* _Raw data_
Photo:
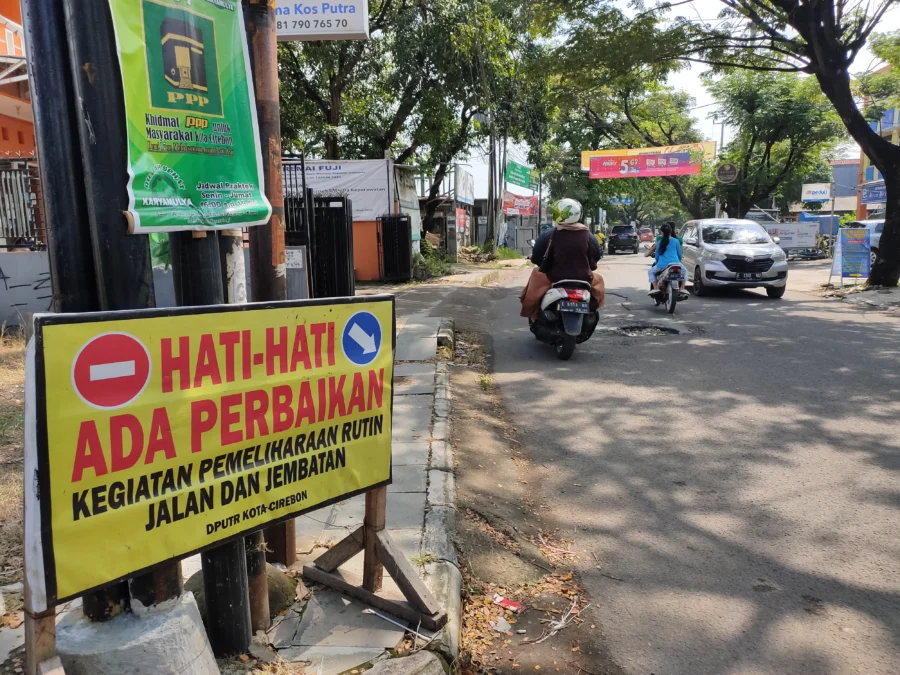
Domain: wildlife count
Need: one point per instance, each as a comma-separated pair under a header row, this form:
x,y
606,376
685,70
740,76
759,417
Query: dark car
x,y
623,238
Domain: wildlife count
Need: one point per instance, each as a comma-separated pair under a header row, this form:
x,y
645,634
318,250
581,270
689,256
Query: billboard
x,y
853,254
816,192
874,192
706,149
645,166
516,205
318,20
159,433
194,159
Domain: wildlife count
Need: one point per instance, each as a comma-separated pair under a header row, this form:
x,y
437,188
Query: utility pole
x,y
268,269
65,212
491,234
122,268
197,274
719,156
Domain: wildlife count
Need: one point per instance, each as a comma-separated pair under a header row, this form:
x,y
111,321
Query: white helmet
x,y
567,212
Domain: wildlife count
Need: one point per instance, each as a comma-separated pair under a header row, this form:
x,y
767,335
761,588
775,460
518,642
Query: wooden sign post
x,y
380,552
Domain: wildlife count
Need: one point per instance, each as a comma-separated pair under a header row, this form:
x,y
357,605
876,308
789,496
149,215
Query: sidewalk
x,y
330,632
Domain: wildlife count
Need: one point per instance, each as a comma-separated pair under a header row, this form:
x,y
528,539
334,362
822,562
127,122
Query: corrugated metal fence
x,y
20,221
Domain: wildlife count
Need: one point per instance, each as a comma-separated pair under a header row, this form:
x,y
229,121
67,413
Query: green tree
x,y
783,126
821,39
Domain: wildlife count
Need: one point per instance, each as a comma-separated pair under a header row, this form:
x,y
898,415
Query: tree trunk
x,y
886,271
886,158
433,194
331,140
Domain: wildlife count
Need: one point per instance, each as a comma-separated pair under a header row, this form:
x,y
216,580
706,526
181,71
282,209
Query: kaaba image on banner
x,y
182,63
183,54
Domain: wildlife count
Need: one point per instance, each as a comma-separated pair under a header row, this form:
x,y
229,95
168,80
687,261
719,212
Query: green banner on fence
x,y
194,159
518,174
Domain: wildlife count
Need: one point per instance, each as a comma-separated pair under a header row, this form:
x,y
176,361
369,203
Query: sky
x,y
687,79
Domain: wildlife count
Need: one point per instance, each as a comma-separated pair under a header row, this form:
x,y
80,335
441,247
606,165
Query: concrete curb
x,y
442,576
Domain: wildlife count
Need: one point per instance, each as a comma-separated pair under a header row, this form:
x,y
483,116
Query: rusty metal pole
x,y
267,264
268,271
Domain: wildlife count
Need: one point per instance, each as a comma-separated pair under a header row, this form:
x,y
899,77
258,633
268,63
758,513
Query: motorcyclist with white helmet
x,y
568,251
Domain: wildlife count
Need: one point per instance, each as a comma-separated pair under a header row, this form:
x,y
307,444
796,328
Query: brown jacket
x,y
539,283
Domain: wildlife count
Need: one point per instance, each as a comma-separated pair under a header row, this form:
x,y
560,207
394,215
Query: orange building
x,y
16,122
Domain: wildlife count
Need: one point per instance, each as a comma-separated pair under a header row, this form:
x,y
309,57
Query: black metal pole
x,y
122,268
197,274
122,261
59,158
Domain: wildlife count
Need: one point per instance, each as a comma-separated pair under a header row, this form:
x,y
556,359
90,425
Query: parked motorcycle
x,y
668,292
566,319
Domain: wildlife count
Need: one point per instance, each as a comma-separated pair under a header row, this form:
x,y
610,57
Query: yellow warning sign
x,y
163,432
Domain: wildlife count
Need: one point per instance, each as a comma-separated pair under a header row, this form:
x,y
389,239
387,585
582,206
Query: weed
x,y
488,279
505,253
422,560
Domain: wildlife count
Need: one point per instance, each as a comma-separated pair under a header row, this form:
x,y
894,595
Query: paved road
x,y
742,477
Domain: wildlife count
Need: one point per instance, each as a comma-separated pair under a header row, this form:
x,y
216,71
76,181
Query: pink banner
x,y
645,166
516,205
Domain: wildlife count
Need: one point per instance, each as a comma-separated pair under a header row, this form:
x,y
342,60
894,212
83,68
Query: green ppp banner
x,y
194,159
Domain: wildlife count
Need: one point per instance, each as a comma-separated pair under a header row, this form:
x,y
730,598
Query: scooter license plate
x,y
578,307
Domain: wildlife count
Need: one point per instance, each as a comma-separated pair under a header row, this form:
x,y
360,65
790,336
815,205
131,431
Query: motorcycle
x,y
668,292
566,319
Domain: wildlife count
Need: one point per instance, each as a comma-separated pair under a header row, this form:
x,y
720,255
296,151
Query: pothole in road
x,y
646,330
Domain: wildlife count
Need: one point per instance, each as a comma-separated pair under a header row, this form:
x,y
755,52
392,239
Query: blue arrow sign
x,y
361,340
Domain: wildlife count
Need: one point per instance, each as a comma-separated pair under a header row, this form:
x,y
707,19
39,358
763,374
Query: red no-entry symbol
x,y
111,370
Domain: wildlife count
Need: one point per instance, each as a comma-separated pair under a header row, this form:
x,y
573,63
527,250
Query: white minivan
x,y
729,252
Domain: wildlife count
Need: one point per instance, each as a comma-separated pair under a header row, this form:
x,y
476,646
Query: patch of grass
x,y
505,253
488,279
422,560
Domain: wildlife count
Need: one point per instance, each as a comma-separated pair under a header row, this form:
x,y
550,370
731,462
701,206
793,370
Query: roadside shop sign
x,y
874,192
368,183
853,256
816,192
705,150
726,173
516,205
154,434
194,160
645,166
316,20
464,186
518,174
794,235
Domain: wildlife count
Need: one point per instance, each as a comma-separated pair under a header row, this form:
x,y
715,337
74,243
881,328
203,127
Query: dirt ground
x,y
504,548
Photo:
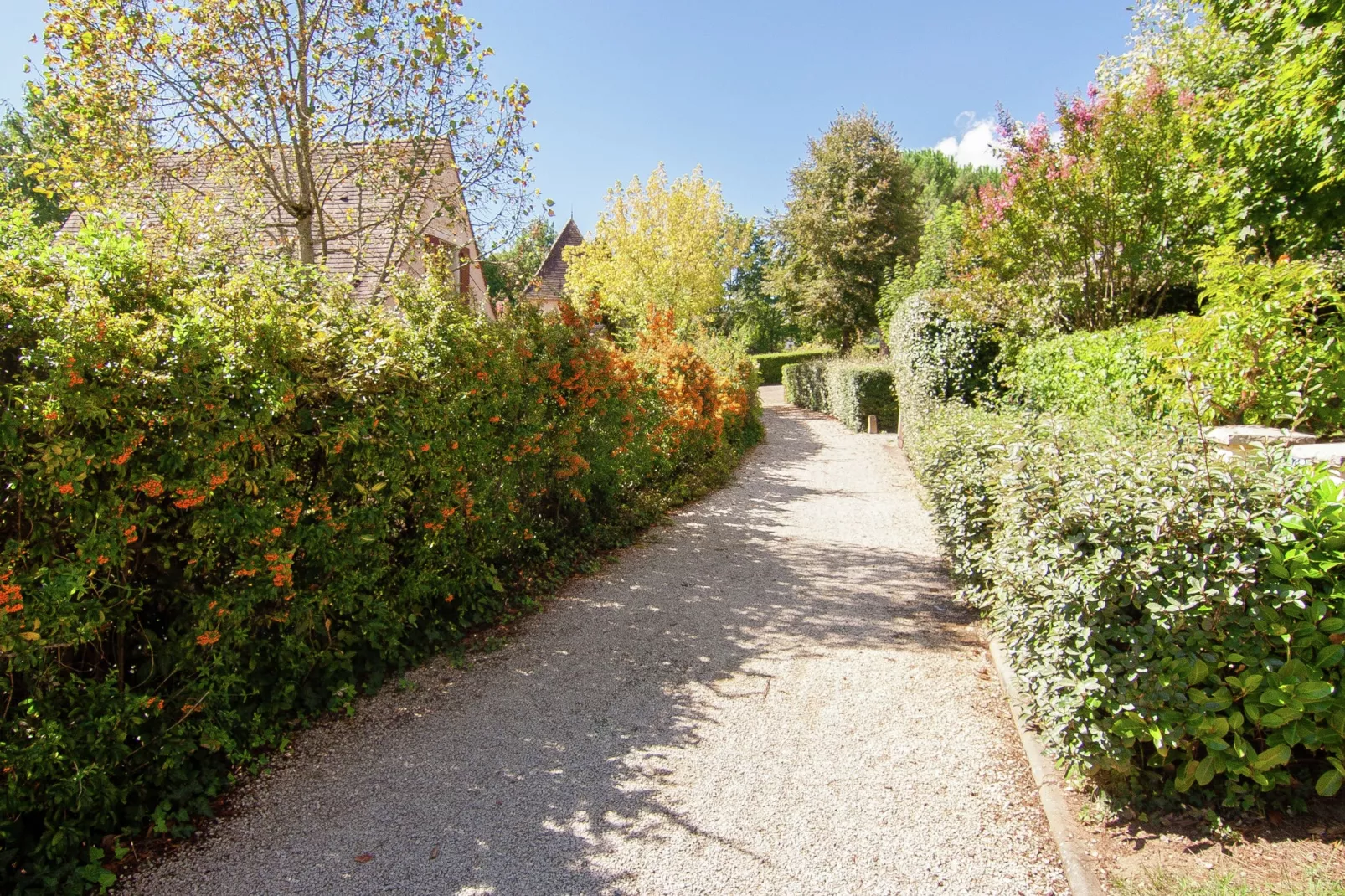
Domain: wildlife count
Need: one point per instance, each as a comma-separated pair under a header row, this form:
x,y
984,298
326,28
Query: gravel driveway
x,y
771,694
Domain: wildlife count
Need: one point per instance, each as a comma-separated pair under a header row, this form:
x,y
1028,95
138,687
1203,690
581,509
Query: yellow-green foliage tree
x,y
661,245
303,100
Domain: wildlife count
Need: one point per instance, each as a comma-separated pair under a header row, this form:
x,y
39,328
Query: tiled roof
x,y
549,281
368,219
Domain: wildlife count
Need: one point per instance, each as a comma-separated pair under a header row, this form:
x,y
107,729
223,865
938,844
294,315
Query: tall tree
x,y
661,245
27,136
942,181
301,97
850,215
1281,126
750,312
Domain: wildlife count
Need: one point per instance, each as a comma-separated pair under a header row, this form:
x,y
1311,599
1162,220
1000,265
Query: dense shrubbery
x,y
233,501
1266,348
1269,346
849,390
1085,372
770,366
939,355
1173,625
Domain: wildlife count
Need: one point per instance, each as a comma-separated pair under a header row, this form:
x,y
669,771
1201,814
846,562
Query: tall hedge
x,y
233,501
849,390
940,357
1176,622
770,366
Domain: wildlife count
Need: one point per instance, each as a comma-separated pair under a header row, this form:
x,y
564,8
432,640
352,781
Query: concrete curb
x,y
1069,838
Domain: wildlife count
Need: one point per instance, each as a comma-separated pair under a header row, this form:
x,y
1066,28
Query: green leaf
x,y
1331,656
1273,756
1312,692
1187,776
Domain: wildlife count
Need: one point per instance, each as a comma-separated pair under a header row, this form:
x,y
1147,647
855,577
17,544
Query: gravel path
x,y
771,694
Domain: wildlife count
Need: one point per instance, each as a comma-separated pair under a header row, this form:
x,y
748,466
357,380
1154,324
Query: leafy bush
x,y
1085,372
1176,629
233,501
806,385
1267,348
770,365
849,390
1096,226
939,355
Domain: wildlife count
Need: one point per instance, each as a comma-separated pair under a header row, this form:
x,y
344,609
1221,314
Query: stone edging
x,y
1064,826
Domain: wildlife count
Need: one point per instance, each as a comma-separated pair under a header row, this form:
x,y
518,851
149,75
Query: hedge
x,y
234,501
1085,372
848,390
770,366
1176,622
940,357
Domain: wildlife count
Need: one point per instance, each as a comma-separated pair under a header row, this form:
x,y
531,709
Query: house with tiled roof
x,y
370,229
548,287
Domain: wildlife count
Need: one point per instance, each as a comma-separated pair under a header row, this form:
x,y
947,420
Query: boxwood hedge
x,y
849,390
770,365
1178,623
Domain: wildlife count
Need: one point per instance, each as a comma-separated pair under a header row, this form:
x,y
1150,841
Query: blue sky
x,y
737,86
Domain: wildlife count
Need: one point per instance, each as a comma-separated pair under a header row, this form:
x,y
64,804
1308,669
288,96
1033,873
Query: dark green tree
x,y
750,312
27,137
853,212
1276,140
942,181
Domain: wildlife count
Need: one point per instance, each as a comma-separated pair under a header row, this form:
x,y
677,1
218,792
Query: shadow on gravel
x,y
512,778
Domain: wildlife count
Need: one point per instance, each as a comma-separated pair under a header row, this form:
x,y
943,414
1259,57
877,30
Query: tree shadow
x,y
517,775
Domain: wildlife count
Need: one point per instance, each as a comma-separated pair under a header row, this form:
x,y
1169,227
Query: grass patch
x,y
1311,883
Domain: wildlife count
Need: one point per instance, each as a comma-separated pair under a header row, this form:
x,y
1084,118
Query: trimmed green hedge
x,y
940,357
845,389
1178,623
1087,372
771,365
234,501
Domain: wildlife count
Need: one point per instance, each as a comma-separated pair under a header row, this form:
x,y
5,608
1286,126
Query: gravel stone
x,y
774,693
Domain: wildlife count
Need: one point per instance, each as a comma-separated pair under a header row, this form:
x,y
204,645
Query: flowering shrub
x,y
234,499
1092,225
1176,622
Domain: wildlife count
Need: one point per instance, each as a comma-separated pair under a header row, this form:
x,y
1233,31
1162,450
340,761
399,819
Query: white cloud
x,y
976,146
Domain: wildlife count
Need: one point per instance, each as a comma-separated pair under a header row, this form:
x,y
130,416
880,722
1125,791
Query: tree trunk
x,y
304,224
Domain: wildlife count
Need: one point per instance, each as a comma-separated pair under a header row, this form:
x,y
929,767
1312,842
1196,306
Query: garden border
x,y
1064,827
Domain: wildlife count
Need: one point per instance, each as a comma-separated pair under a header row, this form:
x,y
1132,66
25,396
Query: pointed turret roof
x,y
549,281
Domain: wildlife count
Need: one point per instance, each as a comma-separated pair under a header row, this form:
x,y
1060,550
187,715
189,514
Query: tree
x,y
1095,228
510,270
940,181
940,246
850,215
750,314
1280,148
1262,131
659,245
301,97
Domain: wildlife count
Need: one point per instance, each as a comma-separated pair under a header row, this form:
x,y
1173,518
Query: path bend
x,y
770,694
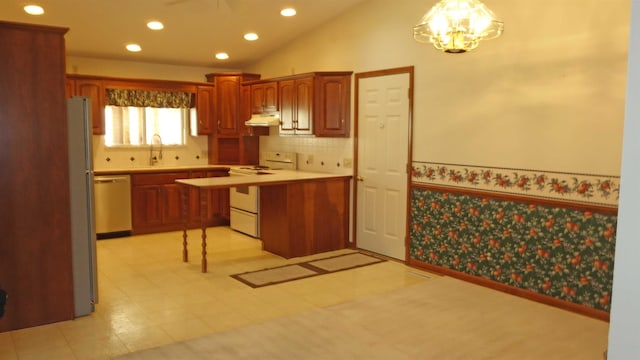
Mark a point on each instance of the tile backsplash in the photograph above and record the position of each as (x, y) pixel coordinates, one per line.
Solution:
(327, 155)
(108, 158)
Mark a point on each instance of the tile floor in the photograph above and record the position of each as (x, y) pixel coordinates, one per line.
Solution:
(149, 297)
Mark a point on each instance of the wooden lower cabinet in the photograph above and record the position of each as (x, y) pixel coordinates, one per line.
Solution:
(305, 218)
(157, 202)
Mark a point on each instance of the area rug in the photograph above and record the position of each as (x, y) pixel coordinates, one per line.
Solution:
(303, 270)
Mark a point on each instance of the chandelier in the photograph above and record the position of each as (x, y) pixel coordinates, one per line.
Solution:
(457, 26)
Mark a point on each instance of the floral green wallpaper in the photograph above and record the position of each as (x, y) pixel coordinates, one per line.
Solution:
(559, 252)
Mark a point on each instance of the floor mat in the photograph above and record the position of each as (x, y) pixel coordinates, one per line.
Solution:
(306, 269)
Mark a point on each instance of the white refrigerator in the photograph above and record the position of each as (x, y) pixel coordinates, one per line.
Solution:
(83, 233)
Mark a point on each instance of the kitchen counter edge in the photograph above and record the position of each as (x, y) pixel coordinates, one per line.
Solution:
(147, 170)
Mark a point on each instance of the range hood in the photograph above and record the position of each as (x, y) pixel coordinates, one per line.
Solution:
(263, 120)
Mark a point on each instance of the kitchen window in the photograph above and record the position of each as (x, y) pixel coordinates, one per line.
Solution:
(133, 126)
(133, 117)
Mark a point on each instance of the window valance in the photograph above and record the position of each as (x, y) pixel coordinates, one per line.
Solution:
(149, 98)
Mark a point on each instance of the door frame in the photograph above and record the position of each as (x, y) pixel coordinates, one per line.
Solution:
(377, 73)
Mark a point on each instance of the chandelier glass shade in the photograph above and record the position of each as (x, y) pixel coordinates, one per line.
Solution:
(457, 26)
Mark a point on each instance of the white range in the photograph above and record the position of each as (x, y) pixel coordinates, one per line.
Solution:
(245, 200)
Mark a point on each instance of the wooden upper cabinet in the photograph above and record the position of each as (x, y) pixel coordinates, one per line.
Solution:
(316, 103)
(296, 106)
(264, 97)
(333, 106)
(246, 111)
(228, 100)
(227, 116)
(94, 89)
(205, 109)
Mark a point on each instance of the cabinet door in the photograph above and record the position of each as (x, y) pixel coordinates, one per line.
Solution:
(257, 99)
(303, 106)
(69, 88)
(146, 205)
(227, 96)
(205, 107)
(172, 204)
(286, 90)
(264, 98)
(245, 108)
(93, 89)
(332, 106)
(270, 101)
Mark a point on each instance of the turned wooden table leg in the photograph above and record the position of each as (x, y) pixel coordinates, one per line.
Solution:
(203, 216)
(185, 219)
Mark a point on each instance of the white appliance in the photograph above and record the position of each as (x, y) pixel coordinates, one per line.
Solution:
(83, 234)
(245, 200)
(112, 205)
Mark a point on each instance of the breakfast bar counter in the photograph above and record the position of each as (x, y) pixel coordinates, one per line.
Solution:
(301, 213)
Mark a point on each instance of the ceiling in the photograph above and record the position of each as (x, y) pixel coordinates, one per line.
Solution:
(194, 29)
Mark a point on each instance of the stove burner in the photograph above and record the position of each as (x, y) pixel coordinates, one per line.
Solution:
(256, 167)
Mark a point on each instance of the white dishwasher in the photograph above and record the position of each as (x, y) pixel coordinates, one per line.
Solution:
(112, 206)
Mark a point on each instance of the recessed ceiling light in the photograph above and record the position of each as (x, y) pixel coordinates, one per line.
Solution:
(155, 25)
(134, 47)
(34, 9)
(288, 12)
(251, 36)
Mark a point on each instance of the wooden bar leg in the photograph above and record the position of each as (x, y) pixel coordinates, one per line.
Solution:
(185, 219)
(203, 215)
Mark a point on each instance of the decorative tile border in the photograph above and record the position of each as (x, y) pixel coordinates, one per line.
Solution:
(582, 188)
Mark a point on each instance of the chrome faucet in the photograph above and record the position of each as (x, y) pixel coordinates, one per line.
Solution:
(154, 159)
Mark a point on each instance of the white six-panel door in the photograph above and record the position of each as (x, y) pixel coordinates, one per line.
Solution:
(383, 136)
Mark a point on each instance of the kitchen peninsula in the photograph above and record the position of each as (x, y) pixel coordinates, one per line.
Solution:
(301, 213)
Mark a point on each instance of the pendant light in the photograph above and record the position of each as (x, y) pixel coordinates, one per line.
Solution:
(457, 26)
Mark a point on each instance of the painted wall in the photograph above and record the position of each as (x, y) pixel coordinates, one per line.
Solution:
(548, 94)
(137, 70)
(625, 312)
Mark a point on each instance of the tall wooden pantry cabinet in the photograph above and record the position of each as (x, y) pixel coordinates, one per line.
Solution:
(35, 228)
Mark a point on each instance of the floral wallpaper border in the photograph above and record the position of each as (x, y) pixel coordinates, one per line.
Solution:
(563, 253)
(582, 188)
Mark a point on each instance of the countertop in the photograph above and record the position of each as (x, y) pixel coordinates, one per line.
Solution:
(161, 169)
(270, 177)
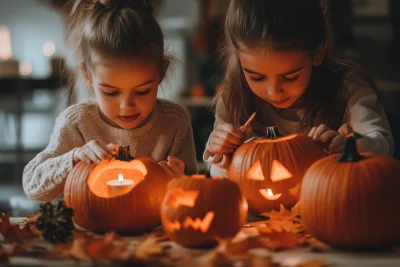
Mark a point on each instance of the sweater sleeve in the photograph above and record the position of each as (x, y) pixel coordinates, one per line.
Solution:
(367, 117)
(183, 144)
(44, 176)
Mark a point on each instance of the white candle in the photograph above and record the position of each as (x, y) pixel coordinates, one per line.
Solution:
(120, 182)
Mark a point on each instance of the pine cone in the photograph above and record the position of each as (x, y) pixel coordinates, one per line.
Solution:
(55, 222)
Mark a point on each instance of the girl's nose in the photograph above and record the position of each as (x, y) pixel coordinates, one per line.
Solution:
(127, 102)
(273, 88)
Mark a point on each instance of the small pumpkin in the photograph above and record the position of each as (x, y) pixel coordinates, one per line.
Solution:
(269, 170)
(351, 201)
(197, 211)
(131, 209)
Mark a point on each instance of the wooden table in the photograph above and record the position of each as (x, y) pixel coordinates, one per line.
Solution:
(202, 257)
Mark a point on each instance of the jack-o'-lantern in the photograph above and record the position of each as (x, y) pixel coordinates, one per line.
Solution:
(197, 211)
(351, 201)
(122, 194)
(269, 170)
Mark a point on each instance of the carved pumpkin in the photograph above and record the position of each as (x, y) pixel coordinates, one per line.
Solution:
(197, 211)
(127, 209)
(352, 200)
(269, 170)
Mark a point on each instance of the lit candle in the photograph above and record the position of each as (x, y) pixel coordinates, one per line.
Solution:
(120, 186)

* _Activity_
Answer with a number alone: how many lines of the listing above include the string "pumpkin"?

* _Solution to the problem_
2